→ About this task
Answer with one number: the count of lines in this material that hold the word "canopy".

→ The input
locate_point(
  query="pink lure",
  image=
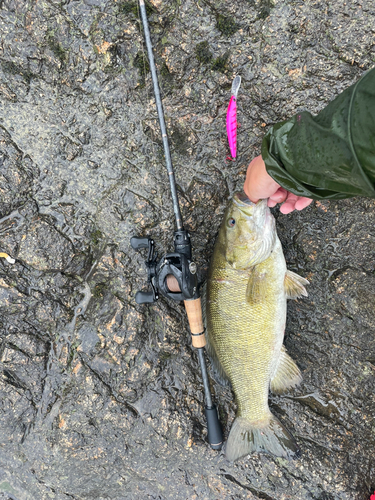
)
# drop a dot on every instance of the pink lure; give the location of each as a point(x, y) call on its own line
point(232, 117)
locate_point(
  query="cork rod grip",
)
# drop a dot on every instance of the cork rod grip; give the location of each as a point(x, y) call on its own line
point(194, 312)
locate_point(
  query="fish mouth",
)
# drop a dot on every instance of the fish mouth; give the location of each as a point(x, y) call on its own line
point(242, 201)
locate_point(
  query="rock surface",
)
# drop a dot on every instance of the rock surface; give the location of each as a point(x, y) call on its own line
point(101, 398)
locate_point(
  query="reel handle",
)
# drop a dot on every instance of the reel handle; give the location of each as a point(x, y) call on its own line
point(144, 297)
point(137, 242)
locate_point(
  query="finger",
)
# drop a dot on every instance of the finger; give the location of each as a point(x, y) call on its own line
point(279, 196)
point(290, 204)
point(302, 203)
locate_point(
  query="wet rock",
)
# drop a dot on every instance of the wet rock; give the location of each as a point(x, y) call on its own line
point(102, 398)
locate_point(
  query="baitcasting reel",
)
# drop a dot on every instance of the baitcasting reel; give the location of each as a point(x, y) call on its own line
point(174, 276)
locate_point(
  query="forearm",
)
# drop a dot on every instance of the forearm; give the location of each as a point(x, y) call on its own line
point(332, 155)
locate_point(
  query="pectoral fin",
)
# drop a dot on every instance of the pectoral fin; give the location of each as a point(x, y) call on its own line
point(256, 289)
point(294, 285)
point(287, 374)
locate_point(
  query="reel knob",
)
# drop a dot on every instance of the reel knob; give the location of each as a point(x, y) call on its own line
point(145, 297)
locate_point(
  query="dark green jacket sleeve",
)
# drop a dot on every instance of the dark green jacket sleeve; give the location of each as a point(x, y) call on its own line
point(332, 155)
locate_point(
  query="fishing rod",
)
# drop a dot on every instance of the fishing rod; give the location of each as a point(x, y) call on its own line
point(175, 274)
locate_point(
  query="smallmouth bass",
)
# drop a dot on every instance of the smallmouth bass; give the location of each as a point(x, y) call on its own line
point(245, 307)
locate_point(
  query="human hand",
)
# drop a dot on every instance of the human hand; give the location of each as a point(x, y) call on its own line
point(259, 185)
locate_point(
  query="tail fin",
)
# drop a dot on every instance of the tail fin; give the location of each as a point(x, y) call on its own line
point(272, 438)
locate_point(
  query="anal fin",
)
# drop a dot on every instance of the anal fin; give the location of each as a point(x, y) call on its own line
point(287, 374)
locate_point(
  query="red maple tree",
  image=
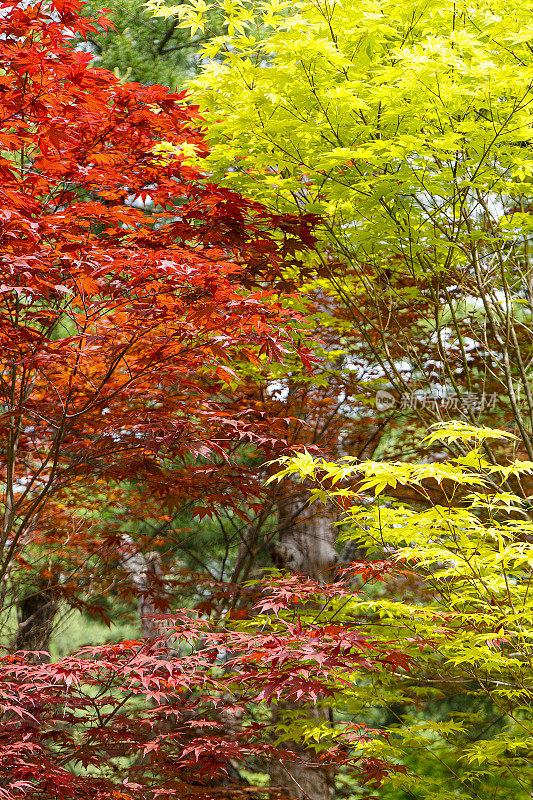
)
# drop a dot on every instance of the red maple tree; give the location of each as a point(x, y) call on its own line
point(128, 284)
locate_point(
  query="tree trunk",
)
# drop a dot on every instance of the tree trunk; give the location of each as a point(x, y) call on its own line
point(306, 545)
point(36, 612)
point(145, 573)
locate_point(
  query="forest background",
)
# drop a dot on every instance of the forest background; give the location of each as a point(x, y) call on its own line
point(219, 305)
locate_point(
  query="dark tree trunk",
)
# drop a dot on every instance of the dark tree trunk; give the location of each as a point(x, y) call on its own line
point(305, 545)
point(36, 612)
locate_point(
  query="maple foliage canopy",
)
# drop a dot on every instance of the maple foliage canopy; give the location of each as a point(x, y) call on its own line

...

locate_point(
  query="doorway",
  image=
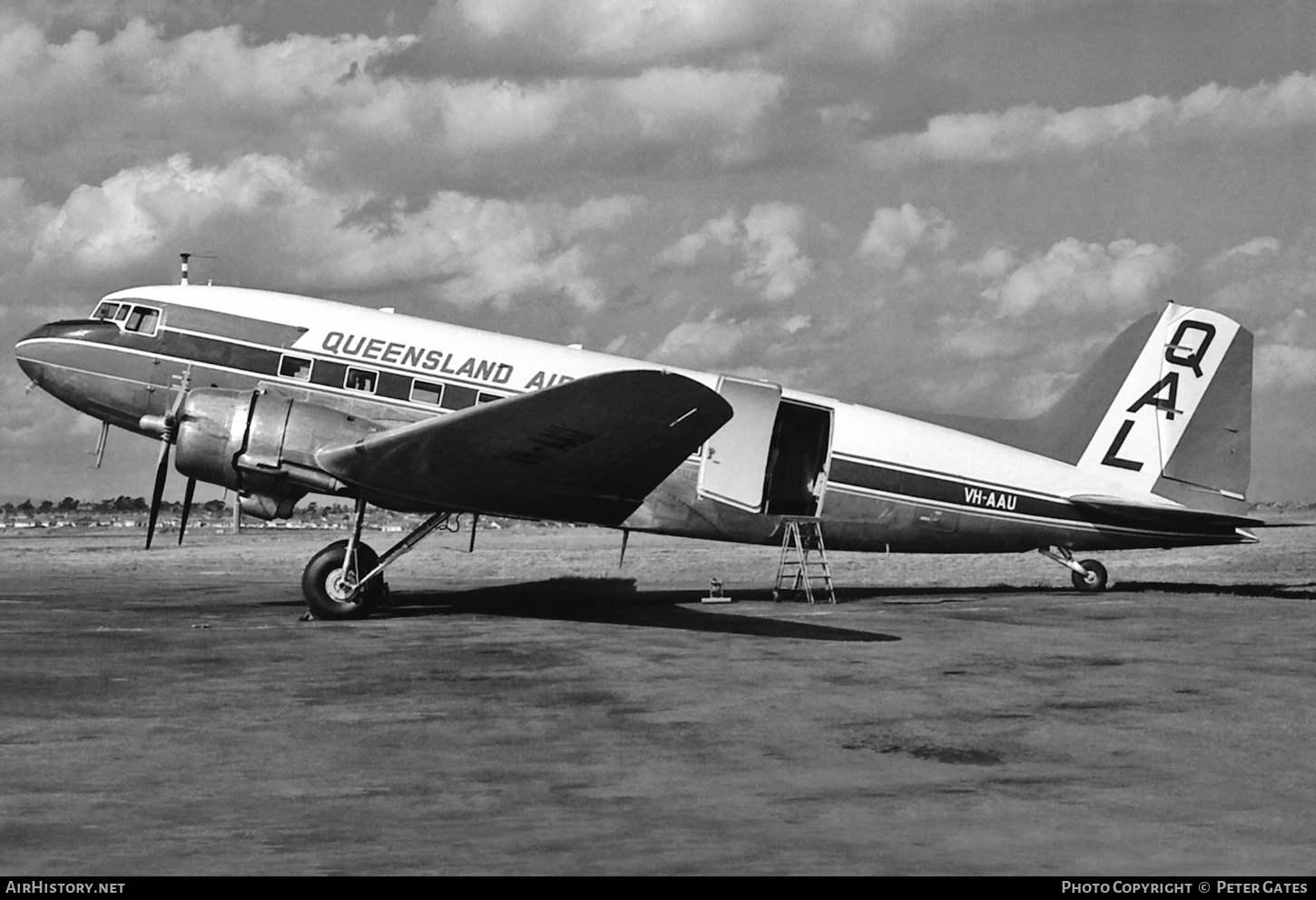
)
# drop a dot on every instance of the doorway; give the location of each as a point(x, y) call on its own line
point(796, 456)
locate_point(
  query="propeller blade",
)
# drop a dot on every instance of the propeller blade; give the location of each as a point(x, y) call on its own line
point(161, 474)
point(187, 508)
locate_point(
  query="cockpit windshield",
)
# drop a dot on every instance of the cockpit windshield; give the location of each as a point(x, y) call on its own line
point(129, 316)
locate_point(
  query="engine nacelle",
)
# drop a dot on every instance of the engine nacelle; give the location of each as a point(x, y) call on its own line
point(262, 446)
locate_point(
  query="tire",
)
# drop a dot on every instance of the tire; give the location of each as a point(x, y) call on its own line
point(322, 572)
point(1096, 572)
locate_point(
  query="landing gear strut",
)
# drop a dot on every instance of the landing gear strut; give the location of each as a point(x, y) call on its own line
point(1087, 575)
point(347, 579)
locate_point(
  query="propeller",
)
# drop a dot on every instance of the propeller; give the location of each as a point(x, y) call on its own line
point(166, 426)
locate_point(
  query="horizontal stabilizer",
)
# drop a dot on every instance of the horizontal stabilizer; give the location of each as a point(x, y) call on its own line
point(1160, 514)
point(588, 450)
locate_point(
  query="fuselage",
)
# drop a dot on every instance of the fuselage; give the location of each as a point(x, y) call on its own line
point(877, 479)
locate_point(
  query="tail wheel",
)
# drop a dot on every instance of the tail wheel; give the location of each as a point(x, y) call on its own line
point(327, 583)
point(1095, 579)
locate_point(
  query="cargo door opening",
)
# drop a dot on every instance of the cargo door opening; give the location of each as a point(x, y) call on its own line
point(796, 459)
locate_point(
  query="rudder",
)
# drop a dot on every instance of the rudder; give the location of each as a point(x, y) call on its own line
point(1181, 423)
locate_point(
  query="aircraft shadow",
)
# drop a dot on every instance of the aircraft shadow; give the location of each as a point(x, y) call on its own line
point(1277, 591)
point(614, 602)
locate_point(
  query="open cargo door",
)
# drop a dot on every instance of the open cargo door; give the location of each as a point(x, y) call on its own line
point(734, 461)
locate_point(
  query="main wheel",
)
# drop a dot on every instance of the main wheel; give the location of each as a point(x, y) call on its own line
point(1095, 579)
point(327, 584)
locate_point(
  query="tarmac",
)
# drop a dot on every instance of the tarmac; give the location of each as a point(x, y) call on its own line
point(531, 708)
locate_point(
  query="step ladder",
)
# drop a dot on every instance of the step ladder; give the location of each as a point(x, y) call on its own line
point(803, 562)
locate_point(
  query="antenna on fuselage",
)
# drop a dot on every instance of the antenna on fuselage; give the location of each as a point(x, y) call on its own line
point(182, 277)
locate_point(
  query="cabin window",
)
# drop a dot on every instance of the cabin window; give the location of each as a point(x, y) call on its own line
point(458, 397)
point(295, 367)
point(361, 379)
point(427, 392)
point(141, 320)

→ Result
2